© JUNGE FREIHEIT Verlag GmbH & Co.  www.jungefreiheit.de  46/09 06. November 2009

Wodka mit den „Germanisten“
Russische Gedankenspiele für ein neues Verhältnis zu Deutschland vor 1989
Günther Deschner

Schon 1987/88, als sich die politische Diskussion immer intensiver um das Ende des Kalten Krieges drehte, um Reformen im Ostblock und ein „Aufeinanderzugehen“ bisheriger Gegner, hatten sich auch in Rußland und Deutschland einzelne Gruppen und Persönlichkeiten Gedanken über die Neuordnung der politischen und wirtschaftlichen Beziehungen zwischen beiden Staaten gemacht, die weit über die offiziellen Kontakte und Sprachregelungen hinausgingen. Es war deutlich, daß Rußland nach einem potenteren Partner suchte als der maroden DDR. Deutschland als Ganzes trat russischen Analysten und Politikberatern immer deutlicher als Hoffnungsprojektion vor Augen.

■ Bereitgestellte Einträge:
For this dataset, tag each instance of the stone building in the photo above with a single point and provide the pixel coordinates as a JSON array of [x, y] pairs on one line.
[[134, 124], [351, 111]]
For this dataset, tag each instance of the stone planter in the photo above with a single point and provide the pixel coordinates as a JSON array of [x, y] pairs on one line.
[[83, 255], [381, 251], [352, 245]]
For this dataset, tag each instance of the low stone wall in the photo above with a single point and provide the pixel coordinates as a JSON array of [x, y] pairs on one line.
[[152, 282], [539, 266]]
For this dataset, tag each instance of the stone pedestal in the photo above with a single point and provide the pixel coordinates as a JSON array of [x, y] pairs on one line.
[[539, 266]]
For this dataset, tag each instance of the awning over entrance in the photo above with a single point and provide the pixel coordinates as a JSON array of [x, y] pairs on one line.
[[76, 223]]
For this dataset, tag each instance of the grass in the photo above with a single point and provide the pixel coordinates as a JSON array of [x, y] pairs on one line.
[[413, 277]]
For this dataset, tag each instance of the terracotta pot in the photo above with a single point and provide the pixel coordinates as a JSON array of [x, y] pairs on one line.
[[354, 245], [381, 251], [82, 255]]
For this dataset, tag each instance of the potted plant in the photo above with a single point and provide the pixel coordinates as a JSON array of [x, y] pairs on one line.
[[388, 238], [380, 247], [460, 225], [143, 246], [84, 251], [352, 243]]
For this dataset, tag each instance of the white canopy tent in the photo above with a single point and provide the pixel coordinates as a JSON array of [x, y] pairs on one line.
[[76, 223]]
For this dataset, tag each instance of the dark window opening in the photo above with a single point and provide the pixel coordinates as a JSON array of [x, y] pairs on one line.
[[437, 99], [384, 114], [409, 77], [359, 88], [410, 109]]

■ Zu erledigen:
A. Nach was für einem Partner suchte Rußland laut dem Auszug über russische Gedankenspiele zu Deutschland?
B. Schreibe den Auszug über russische Gedankenspiele zu Deutschland ab seinem letzten Satz weiter.
Die Einträge sind eigenständiges Material und gehören nicht zum Auszug.

■ Ergebnisse:
A. Nach einem potenteren Partner als der maroden DDR.

B.
Hinter dem Rücken der DDR-Führung, die völlig von ihren eigenen Problemen absorbiert war, formierte sich 1987 unter Gorbatschow eine alte Anti-DDR-Fronde neu, die „Germanistenfraktion“, wie sie sich nannte – im sowjetischen Außenministerium um Professor Wjatscheslaw Daschitschew, ansatzweise auch im Apparat des ZK unter Valentin Falin, einem alten Geheimdienstmann, zeitweilig sowjetischer Botschafter in Bonn, und in der Berliner sowjetischen Botschaft um Igor Maximytschew –, von Gorbatschows „Beratern“ Wadim Medwedew und Alexander Jakowlew weitgehend gedeckt. Mit ihrem wachsenden Einfluß begann das „neue Denken“ über eine „veränderte Deutschlandpolitik“ der UdSSR als „geheime Stabsarbeit“.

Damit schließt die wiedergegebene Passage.